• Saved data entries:
****************************************

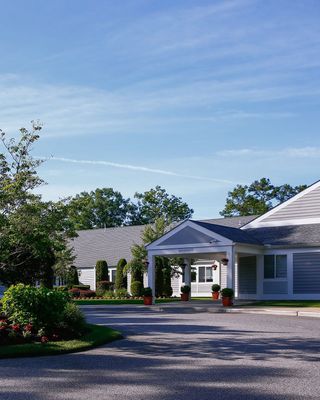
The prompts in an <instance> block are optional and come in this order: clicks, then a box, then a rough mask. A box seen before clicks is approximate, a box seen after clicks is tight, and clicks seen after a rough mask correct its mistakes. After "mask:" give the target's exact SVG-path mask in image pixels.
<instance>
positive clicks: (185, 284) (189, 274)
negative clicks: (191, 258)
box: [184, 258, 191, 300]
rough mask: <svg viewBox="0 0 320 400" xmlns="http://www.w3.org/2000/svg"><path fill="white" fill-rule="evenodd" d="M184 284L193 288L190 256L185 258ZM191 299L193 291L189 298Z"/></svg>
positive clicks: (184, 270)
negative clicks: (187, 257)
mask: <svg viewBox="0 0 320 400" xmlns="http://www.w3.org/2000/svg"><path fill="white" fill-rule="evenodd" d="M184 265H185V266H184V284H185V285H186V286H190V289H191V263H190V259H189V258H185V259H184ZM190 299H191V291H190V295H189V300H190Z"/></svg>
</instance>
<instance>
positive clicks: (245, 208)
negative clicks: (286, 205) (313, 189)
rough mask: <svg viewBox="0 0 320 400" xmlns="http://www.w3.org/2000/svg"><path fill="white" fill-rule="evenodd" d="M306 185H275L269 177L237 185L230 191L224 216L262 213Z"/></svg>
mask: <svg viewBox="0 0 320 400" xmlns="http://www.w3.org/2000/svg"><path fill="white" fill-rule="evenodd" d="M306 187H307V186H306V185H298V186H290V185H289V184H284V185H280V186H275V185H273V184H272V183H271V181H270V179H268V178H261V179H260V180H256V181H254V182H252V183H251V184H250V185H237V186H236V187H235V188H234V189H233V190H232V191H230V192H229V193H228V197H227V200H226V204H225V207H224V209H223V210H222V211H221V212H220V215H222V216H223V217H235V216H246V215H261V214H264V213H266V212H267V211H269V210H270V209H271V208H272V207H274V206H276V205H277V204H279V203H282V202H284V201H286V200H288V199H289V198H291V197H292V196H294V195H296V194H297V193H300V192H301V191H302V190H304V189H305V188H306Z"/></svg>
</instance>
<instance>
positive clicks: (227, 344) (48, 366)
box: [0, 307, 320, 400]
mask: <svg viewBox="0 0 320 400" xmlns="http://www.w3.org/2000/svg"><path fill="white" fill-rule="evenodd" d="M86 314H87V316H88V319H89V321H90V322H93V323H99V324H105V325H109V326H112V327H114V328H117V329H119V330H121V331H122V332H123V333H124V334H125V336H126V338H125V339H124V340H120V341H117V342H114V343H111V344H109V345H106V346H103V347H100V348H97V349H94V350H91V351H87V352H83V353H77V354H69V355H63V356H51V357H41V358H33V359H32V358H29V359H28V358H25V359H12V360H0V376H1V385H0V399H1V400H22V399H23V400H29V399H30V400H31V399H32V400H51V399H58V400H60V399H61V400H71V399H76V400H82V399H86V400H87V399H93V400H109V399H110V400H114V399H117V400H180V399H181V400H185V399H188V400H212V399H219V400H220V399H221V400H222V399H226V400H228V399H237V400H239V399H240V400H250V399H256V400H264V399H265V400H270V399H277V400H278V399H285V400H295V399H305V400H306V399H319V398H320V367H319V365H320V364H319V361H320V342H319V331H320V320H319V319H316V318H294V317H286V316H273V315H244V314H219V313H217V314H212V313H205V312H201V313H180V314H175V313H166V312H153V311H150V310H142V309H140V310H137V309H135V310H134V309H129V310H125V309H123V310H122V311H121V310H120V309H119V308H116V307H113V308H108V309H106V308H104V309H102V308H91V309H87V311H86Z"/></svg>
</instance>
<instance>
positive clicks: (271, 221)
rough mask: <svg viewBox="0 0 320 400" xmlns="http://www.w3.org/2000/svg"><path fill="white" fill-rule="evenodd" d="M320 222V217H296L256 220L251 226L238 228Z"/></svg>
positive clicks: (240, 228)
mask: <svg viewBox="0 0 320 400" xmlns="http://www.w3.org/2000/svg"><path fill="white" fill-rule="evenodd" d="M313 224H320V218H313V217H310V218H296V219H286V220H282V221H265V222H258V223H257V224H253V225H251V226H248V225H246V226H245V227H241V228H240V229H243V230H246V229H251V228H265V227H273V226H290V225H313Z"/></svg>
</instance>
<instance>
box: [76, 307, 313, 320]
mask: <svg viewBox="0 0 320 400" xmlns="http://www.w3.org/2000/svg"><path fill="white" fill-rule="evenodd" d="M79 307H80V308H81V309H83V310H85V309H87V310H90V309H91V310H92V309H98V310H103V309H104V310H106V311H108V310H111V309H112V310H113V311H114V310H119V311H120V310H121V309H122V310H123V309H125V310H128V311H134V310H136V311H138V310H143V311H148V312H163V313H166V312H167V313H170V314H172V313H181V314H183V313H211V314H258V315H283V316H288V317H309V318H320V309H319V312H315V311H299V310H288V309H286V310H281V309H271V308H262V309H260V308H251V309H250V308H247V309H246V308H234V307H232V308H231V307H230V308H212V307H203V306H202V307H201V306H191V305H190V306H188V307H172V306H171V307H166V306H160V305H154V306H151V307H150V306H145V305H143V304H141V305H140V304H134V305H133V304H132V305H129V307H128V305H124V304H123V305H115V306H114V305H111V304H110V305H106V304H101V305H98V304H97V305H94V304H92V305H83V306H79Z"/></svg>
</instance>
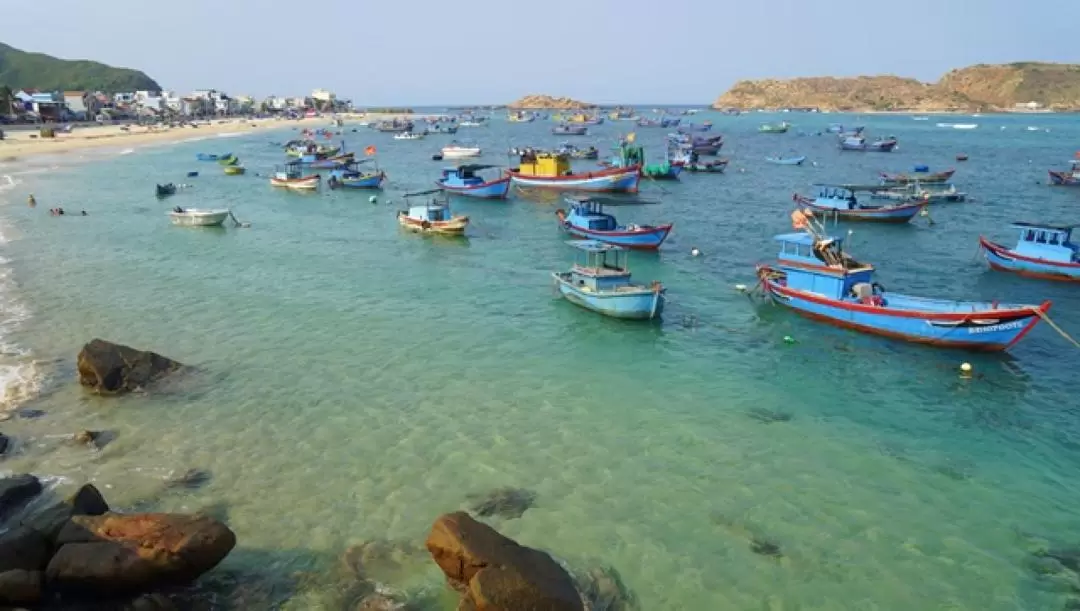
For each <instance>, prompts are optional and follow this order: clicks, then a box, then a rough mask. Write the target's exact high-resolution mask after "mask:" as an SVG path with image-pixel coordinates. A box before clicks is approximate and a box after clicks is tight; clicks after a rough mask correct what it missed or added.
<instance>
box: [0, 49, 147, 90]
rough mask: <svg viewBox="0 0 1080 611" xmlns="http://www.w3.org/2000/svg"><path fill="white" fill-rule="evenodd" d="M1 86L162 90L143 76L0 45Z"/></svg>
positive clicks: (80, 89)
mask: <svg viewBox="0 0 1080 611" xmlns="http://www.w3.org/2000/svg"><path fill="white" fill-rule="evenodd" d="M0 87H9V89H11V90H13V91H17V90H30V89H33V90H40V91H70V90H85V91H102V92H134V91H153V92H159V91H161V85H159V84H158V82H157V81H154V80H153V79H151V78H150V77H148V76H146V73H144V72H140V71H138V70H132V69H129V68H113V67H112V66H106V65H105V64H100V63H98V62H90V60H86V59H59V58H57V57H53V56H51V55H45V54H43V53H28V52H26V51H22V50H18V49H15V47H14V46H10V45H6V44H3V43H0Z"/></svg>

****************************************

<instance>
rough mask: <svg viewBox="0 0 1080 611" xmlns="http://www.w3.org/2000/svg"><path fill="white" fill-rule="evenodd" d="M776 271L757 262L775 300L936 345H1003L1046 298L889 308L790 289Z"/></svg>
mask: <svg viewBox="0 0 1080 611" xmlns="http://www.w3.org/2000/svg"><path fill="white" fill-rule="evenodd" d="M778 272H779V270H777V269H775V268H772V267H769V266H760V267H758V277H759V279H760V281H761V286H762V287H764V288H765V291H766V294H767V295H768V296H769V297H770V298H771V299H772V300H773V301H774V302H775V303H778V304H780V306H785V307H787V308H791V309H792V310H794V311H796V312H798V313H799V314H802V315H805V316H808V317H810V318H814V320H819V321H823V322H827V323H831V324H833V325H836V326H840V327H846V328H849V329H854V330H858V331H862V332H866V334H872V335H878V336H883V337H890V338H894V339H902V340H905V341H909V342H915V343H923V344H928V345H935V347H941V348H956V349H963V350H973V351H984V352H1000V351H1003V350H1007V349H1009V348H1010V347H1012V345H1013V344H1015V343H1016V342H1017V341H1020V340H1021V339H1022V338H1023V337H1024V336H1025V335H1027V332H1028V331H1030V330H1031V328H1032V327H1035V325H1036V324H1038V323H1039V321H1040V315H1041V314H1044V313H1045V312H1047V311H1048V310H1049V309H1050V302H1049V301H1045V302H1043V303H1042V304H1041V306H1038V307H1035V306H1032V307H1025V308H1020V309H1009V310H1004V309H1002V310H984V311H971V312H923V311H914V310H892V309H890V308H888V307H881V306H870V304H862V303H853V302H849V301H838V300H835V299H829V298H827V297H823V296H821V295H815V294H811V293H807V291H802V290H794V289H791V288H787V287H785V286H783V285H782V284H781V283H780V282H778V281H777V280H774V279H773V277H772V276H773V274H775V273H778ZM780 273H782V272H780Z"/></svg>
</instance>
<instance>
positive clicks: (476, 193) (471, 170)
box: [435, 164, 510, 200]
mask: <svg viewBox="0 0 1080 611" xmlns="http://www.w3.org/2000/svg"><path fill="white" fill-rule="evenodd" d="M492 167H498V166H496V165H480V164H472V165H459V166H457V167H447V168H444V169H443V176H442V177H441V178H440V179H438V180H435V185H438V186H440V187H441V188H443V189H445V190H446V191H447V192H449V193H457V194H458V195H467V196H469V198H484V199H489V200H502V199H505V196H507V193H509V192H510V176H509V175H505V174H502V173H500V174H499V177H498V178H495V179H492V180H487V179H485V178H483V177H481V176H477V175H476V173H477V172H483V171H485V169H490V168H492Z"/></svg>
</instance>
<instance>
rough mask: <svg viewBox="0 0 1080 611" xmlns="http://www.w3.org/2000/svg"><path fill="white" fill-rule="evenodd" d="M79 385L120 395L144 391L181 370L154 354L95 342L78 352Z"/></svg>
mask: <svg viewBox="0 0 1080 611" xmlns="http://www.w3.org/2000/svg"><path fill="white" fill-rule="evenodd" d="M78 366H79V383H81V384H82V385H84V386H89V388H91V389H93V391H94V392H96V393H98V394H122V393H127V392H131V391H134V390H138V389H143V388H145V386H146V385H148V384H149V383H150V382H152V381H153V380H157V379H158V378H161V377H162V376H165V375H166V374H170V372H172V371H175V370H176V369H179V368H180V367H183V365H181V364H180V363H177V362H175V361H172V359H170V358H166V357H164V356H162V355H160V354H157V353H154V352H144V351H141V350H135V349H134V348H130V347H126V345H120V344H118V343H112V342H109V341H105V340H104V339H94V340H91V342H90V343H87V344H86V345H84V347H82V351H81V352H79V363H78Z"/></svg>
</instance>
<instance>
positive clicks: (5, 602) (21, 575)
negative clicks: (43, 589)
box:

****************************************

• ASSIGNMENT: Look above for the line with "positive clicks: (184, 270)"; retype exactly that line, every line after it up to the line with "negative clicks: (286, 205) (313, 189)", and that line too, nothing else.

• RESPONSE TO THE EXERCISE:
positive clicks: (184, 270)
negative clicks: (187, 257)
mask: <svg viewBox="0 0 320 400" xmlns="http://www.w3.org/2000/svg"><path fill="white" fill-rule="evenodd" d="M184 265H185V266H184V284H185V285H186V286H190V289H191V263H190V259H189V258H185V259H184ZM190 299H191V291H190V295H189V300H190Z"/></svg>
</instance>
<instance>
positive clicks: (245, 208)
negative clicks: (286, 205) (313, 189)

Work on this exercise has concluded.